SOURCE RECORDS: Begin

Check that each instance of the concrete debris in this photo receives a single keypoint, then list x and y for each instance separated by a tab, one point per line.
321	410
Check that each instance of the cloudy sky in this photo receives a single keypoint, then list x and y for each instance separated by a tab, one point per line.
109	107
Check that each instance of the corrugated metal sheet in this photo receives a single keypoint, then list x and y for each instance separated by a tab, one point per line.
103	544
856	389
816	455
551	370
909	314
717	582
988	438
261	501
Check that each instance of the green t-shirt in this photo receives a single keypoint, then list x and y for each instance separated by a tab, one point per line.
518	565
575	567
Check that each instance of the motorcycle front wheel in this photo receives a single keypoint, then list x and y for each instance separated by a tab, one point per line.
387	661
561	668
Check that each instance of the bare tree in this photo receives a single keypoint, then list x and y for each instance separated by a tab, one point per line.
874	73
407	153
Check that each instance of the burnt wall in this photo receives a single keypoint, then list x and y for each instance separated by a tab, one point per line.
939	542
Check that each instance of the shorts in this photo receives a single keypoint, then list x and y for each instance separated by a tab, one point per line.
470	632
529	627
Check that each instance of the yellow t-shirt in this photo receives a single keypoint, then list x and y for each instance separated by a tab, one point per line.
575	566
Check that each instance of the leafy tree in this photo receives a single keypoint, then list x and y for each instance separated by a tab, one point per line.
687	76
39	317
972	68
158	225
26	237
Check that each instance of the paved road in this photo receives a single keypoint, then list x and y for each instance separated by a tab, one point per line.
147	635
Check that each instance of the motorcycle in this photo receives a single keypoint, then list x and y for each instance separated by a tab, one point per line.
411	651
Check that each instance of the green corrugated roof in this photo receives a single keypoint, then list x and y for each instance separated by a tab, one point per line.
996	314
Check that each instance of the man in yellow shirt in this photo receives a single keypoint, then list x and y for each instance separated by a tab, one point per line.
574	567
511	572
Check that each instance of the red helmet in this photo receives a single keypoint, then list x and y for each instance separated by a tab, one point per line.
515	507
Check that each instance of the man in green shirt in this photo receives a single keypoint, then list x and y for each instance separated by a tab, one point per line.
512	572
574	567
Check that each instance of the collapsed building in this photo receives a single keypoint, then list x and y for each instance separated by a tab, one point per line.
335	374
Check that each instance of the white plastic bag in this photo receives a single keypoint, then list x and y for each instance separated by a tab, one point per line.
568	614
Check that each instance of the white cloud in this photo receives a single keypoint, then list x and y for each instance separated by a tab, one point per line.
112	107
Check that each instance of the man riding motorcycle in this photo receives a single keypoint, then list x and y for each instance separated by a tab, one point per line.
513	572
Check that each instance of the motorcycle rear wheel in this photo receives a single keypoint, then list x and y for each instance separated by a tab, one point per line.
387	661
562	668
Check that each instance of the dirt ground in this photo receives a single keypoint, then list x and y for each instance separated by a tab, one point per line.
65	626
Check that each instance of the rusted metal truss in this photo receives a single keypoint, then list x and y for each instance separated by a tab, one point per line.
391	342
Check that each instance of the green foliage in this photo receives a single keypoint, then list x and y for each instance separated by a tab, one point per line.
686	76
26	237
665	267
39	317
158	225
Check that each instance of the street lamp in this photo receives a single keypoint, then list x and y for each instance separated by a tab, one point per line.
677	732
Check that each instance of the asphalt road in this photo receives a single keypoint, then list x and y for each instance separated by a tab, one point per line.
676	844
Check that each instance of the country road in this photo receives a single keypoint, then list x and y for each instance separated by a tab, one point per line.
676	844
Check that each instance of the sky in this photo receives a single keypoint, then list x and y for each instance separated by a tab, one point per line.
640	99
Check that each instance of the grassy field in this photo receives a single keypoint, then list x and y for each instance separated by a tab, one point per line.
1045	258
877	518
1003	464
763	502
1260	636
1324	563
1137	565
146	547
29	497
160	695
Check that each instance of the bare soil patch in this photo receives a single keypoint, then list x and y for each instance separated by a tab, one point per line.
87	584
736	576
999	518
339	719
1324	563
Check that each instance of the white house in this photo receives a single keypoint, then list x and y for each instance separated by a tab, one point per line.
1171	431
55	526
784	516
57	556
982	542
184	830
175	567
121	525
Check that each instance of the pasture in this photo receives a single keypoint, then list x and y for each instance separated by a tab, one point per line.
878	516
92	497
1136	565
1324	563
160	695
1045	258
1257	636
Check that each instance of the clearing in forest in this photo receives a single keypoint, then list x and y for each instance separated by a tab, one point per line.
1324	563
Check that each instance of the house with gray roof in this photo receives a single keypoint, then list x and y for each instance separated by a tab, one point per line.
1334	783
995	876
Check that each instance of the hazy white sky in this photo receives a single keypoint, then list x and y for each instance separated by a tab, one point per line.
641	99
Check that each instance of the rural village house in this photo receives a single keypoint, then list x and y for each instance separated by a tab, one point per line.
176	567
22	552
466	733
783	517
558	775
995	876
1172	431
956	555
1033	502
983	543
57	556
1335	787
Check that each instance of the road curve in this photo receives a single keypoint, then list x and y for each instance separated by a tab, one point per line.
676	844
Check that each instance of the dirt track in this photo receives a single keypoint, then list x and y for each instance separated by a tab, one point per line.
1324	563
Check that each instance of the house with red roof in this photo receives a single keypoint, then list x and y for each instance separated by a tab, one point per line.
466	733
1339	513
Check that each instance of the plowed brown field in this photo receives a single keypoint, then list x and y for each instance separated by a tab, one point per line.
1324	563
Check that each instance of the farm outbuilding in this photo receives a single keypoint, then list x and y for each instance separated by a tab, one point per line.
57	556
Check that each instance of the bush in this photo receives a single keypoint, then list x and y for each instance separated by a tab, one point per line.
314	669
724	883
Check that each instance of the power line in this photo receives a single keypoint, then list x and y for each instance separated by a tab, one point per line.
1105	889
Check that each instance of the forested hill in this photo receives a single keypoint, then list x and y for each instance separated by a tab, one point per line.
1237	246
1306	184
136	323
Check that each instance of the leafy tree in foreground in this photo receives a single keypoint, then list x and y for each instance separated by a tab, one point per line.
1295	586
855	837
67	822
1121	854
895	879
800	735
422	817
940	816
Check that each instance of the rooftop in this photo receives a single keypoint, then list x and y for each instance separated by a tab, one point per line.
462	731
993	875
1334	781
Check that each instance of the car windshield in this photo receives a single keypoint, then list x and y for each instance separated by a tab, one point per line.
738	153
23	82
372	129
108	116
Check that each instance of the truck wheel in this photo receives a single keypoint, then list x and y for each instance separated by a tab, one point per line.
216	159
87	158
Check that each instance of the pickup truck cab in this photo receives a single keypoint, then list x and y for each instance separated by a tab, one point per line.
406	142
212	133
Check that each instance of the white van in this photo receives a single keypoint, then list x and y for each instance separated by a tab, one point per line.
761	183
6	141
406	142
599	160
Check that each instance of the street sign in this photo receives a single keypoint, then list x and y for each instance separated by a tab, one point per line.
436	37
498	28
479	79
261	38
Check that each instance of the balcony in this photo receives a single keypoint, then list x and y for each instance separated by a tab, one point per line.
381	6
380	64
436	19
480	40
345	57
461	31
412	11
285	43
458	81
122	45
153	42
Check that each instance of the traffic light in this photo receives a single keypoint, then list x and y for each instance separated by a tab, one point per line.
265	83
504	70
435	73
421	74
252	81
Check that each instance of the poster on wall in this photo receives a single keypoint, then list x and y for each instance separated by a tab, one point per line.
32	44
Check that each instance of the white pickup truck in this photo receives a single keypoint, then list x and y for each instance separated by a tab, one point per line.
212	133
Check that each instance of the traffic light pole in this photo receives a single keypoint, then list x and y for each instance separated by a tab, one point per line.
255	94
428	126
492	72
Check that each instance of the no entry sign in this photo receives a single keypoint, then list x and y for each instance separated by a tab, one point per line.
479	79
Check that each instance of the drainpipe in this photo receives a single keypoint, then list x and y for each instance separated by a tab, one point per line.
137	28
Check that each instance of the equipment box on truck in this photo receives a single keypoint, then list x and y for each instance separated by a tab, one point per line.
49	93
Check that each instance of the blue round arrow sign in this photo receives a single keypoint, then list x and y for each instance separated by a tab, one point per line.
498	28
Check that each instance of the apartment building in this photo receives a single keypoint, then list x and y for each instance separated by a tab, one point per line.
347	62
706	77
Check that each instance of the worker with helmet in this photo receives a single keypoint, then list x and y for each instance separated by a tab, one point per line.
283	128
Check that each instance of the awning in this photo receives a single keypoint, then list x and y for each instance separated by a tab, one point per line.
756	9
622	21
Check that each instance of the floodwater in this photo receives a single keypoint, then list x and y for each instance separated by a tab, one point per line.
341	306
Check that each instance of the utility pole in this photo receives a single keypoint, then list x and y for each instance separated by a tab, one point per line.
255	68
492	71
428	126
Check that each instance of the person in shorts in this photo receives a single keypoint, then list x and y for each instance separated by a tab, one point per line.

SOURCE RECORDS: End

_INSTRUCTIONS TO FOLLOW:_ Return the lines beginning at the one that contains "Check that each instance of the traffic light pole" and continuing through the last line of the data, exactly as they stand and without any others.

_SOLUTION FOR THIS TASK:_
Check that each instance of the traffic light pole in this photo receives a single keypoint, then list x and y for each instance separated by a tab, one point per line.
255	94
428	126
492	72
Check that each instance of the no entry sign in this photo receives a single keypoint, then list x and y for each instance separated by a tab, one point per line.
479	79
Check that each instance of the drainpipe in this photo receives a single keypoint, then list x and y for each instance separated by a tab, one point per line.
137	28
Check that each instance of the equipment box on truck in this photo receives a single keypoint, then list x and y for each instance separated by a tab, one point per line.
49	93
Check that each instance of the blue round arrow sign in this photo receives a single keypoint, then list x and y for each instance separated by a tab, one point per line.
498	28
Check that each instance of the apartment building in this photo receives a single keypoint, then list x and y for each instance separated by a tab, one point per line.
347	62
706	77
Check that each instance of the worker with helmet in this photo receives a single keypoint, then list x and y for each instance separated by a tab, one point per line.
283	128
Check that each instance of the awning in this photo receives a single keypoint, then list x and y for each instance separated by a tab, one point per line.
756	9
622	21
Check that each instance of the floodwater in this photo receives a single keypoint, then list x and y for each instance separated by a tab, one point per line.
341	306
Check that each instance of the utility pole in this photo receives a single keypoint, then list x and y for each instance separated by a tab, one point per line.
255	68
492	71
428	126
Check that each instance of the person in shorts in this photo receives a single keypoint, then list x and y for each instance separated by a tab, one point per line.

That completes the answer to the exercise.